Action item ▸
Answer these from the page text on Williams-Beuren syndrome:
(a) At which chromosomal location is the microdeletion that causes the syndrome?
(b) In which journal and year was the work published?
(c) Which technique is considered the gold standard?
Page text section start
Copy number variation in Williams-Beuren syndrome: suitable diagnostic strategy for developing countries
1 Department of Genetics, Instituto da Criança, Universidade de São Paulo, São Paulo, Brazil
2 Department of Pathology, LIM 03, Universidade de São Paulo, São Paulo, Brazil
3 Laboratory of Genomic Pediatrics - LIM 36, Instituto da Criança, Universidade de São Paulo, São Paulo, Brazil
BMC Research Notes 2012, 5:13 doi:10.1186/1756-0500-5-13Published: 9 January 2012
Williams-Beuren syndrome (WBS; OMIM 194050) is caused by a hemizygous contiguous gene microdeletion at 7q11.23. Supravalvular aortic stenosis (SVAS), mental retardation, and overfriendliness comprise typical symptoms of WBS. Although fluorescence in situ hybridization (FISH) is considered the gold standard technique, the microsatellite DNA markers and multiplex ligation-dependent probe amplification (MLPA) could be used for to confirm the diagnosis of WBS.
Page text section end
Data to examine section start
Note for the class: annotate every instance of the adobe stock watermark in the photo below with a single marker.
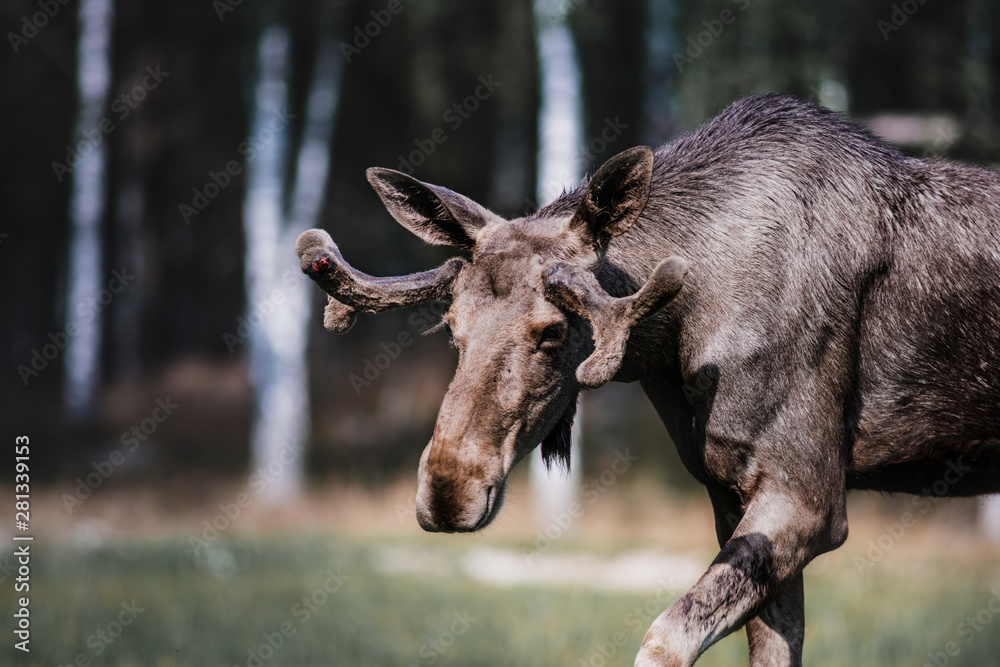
(431, 651)
(30, 25)
(372, 368)
(218, 181)
(86, 312)
(122, 106)
(303, 611)
(900, 14)
(637, 621)
(697, 44)
(453, 117)
(363, 35)
(590, 492)
(894, 532)
(103, 637)
(262, 311)
(130, 441)
(258, 481)
(968, 629)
Data to examine section end
Response to the task ▸
(a) 7q11.23
(b) BMC Research Notes, 2012
(c) Fluorescence in situ hybridization (FISH)